:: Document section

Deciding what to read can be difficult.

  • You may have little choice if there are set books.

  • There may be a number of recognised proponents of a particular theory or practice.  If so, then their publications can form a starting point.

  • The bibliographies of these key texts can help to identify other useful texts on a topic.

  • Use library search facilities.  (Ask library staff for help with this if you are unsure.)

  • Search the Internet.  Use a search engine (such as Google, Yahoo, Altavista, Lycos, Ask, etc.).

  • Wikipedia (an online encyclopaedia) can also be a useful starting point.  A search of the Internet can often turn up useful synopses of main theories (as well as being a useful way of bringing very recent ideas to light).  Such a search can help you identify relevant text-books.  (Bear in mind that you need to form a judgement about the reliability of anything you encounter on the worldwide web.)

  • Read the blurbs on the covers and fly-leaves of books you think may be useful.

  • Read the abstract of each book - if there is one.

Having chosen your books, it is not necessary to read each book in its entirety.  There is no point reading an entire book if only a few of the chapters are relevant to your line of enquiry.

  • Check out the chapter headings - there may even be an abstract at the beginning of each chapter.

  • Check out key words in the book's index to help decide which are the most relevant chapters.



Scanning is the technique you use when looking up a word in a dictionary or telephone directory.  Because you know the word(s) or phrases you are searching for, you can move your eyes at speed down the page knowing that your brain will recognise the searchwords.  By identifying keywords before you start reading, it is possible to scan large quantities of text at speed.

::::

Answer these questions from the reading guidance above.
(a) Who should you ask for help with library search facilities if you are unsure?
(b) What can the bibliographies of key texts help you identify?
(c) What technique do you use when looking up a word in a dictionary or telephone directory?
The entries that come after this text are separate material and are not connected to it.

:: Supplied entries

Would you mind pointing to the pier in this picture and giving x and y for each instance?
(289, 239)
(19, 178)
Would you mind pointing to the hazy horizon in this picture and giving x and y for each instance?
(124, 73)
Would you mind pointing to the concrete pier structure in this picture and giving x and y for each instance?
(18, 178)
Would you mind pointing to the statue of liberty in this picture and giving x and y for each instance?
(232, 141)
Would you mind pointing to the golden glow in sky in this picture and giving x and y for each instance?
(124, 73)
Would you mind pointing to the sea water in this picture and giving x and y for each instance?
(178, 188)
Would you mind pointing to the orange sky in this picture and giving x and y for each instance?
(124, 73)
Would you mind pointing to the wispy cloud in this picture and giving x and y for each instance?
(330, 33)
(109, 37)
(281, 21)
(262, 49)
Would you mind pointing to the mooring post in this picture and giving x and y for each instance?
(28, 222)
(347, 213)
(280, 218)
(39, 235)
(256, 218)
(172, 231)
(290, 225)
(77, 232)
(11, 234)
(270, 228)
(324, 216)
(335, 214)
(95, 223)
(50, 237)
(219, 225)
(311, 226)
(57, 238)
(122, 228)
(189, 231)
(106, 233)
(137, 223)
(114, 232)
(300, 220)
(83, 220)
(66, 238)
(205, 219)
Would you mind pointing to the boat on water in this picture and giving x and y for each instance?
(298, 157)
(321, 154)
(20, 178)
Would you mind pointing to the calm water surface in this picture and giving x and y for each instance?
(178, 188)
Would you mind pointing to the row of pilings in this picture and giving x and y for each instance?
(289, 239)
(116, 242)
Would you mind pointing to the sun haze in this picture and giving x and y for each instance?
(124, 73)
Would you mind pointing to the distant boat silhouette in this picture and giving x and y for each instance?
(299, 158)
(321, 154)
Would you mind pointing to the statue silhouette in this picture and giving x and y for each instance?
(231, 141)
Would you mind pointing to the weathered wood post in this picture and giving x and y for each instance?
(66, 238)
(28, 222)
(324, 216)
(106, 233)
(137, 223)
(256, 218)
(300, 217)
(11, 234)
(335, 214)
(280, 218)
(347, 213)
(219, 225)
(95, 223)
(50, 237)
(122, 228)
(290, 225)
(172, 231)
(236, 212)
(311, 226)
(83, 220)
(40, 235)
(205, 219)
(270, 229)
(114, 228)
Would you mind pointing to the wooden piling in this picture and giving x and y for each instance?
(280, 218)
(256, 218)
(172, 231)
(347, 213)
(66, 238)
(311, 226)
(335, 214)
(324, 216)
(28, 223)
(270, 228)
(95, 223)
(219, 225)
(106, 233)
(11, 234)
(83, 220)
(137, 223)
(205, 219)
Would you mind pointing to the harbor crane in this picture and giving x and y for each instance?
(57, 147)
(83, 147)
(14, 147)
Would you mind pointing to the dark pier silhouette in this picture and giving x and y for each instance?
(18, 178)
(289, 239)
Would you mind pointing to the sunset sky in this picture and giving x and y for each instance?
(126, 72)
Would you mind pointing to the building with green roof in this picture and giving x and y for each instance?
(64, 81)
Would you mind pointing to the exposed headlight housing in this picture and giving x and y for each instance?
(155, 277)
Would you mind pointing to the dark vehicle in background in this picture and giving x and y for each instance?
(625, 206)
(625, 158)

::::

* _The output_
(a) Library staff.
(b) Other useful texts on a topic.
(c) Scanning.